Task directions: Only the lines from the one containing "Where in the photo above can the broad" through the last line of the entries are wanted. Transcribe them exactly.

Referring expression pointing data
• • • • •

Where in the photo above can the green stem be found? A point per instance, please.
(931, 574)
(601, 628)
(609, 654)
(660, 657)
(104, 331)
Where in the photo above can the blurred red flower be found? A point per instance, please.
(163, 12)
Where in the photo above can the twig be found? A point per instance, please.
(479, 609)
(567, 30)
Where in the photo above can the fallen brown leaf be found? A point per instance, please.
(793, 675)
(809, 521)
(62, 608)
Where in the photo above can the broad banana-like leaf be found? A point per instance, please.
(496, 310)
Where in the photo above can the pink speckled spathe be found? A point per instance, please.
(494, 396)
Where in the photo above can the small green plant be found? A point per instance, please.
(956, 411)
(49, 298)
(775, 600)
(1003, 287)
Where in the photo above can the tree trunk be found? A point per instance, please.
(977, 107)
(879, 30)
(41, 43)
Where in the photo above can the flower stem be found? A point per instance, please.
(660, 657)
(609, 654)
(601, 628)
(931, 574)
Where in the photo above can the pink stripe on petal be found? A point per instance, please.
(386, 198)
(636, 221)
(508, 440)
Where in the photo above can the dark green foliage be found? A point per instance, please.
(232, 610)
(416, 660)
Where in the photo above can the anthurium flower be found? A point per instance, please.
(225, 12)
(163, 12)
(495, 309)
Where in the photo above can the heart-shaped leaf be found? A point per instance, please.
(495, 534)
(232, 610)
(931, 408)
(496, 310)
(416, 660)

• • • • •

Problem solution:
Where in the photo above can the broad banana-like leaf be found? A point per instance, please.
(496, 310)
Where in the photo above can the pink speckled spathe be found? A point per instance, please.
(494, 396)
Where in the photo above can the small green plant be found? A point per instance, please.
(956, 411)
(49, 298)
(775, 600)
(1003, 287)
Where in the photo above can the tree trunk be found? A point per instance, please.
(977, 107)
(879, 30)
(41, 43)
Where in the photo above can the flower stem be found? A point per instance, please.
(660, 657)
(609, 654)
(601, 628)
(931, 574)
Where in the photo above can the pink stripe on petal be found? A point per instance, please.
(386, 198)
(636, 221)
(508, 440)
Where in the photo above can the dark green foliage be found? A point per instance, please.
(232, 610)
(416, 660)
Where in the photo above can the anthurium flower be found? A point per instance, please.
(225, 12)
(163, 12)
(495, 309)
Where in the photo above can the heart-shaped leaf be found? A point per instance, please.
(495, 534)
(232, 610)
(931, 408)
(496, 310)
(416, 660)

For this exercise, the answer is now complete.